TEXT TO READ —

►

The Smarter Startup

Is My Startup Ready to Outsource Accounting?

Key indicators like headcount, growth stage, and fundraising plans can help you know when your startup is ready to outsource accounting.

In the early days of scaling a startup, it’s common to handle everything in-house. When you’re first starting out, financial resources are tight, administrative needs are relatively simple, and the DIY spirit is strong.

As your startup scales, however, you’ll inevitably reach points where it makes good business sense to outsource certain functions. Trying to “do it all” in-house becomes a big distraction for the founder and management team, especially as systems become increasingly complex and stakes grow higher. Accounting is a critical function at any size company, and while there is no magic formula to know when your startup is ready to outsource accounting, there are some good key indicators to look out for.

7 Signs Your Startup Might Be Ready to Outsource Accounting

  1. You’re preparing to raise Seed or Series A. By the time most startups reach Seed stage, their finances are complex enough that it’s time to outsource accounting. Professional accounting also provides an enormous benefit in preparation for any raise by delivering clean and accurate financial statements to prospective investors and avoiding pitfalls during due diligence. Plus, investors typically want to know that a startup’s finance and accounting functions are professionally managed before investing.
  2. Your team is growing beyond the founders and first few contractors. Many startups are ready to outsource accounting when they start to hire full-time employees, hire out-of-state contractors, and run payroll.
  3. You’re filing your first year’s corporate taxes. For some startups, the need for outsourced accounting hits home when filing the first year’s corporate tax returns. Companies that maintain accurate and up-to-date financials based on generally accepted accounting practices can expect to have a much more efficient tax filing process and avoid unpleasant tax surprises. Plus, the earlier you start tracking and claiming your R&D tax credit, the more you’ll save in payroll taxes to help with cash flow.
  4. You’re preparing for a tax audit. Bringing on professional outsourced accounting expertise is a smart move for any startup that finds itself in the position of a federal or state tax audit. Your accountant can prepare clean and accurate documentation before the audit and support you during the process. Afterward, your accountant can help with any follow-up action items and work with you to maintain proper accounting practices and clean financial statements going forward. This can reduce your chance of another audit in the near future, or, if you are audited again, increase the likelihood that it will be a quick and painless “No Change” audit.
  5. Your accounting systems are ready for an upgrade. Many startups begin with very basic accounting and finance systems—sometimes as simple as a few spreadsheets. Simple is good, and these systems can work well enough in the earliest stages, but most startups quickly outgrow them and soon need more sophisticated financial tools. When your startup is getting serious about upgrading financial systems like accounting software, ERP, payroll, and cap table management, it pays to work with experienced finance professionals. Your outsource accounting partner can help you select, configure, and maintain the best accounting tools as you scale.

◄

RECORDS SHOWN —
►

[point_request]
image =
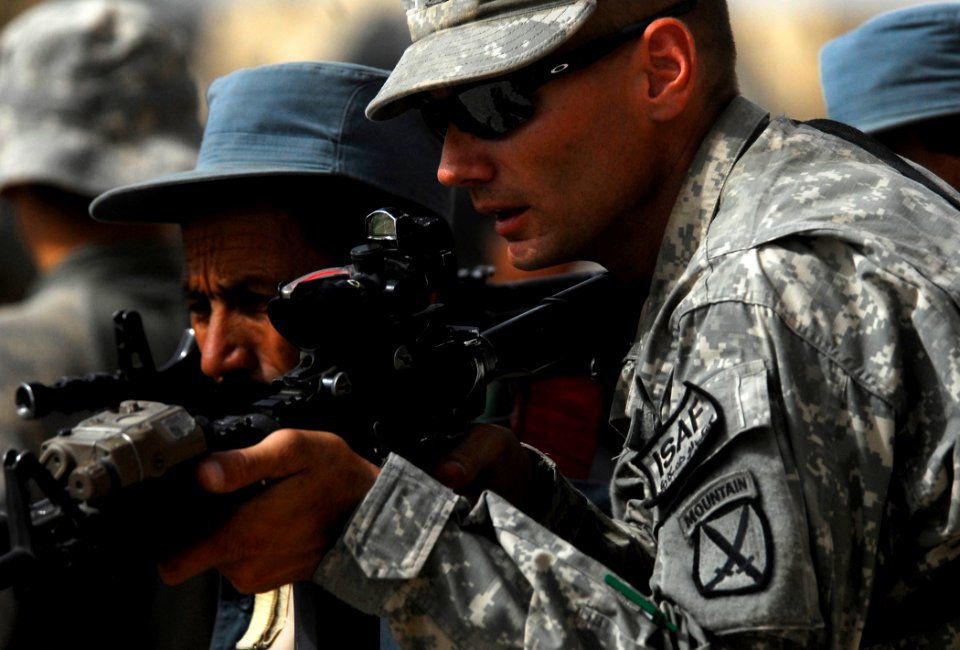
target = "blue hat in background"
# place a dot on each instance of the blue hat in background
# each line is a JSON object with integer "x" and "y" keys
{"x": 900, "y": 67}
{"x": 291, "y": 122}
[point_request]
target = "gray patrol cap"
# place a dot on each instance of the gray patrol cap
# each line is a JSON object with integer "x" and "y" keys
{"x": 94, "y": 94}
{"x": 289, "y": 126}
{"x": 459, "y": 41}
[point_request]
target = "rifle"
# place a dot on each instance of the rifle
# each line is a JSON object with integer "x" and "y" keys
{"x": 397, "y": 350}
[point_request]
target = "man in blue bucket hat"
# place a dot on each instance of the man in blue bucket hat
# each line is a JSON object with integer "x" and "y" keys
{"x": 897, "y": 77}
{"x": 288, "y": 169}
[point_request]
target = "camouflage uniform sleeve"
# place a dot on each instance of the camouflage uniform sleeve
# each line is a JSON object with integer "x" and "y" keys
{"x": 449, "y": 575}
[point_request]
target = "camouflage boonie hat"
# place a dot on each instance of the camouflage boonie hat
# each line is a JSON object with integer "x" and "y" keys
{"x": 94, "y": 94}
{"x": 459, "y": 41}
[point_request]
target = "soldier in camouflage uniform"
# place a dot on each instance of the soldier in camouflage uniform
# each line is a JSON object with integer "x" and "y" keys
{"x": 93, "y": 93}
{"x": 789, "y": 407}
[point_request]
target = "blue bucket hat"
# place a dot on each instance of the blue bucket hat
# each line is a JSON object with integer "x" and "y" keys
{"x": 898, "y": 68}
{"x": 291, "y": 123}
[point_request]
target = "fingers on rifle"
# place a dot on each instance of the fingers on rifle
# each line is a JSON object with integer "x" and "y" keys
{"x": 483, "y": 447}
{"x": 228, "y": 471}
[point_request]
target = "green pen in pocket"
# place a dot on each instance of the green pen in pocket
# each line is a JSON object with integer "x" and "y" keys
{"x": 651, "y": 610}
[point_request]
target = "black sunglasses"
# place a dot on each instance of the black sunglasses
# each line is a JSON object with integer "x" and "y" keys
{"x": 492, "y": 109}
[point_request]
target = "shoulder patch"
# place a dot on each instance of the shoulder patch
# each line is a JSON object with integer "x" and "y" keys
{"x": 678, "y": 441}
{"x": 731, "y": 536}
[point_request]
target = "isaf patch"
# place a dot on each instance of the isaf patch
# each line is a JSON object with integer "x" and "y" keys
{"x": 678, "y": 441}
{"x": 731, "y": 536}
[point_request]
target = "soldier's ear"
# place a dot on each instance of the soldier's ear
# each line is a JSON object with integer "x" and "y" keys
{"x": 666, "y": 57}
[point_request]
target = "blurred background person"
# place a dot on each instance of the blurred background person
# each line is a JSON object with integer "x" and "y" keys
{"x": 93, "y": 94}
{"x": 897, "y": 77}
{"x": 288, "y": 170}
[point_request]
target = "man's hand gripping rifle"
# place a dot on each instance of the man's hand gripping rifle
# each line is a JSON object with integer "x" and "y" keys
{"x": 397, "y": 350}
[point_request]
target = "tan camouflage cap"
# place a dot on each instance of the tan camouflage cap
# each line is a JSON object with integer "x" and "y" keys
{"x": 458, "y": 41}
{"x": 94, "y": 94}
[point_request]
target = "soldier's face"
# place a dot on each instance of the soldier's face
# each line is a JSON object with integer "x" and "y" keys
{"x": 234, "y": 263}
{"x": 567, "y": 184}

◄

PROMPT — Could you copy the passage of the article on outsourcing startup accounting between "The Smarter Startup" and "spirit is strong.", inclusive? The items are separate from the article on outsourcing startup accounting.

FULL RESPONSE —
The Smarter Startup

Is My Startup Ready to Outsource Accounting?

Key indicators like headcount, growth stage, and fundraising plans can help you know when your startup is ready to outsource accounting.

In the early days of scaling a startup, it’s common to handle everything in-house. When you’re first starting out, financial resources are tight, administrative needs are relatively simple, and the DIY spirit is strong.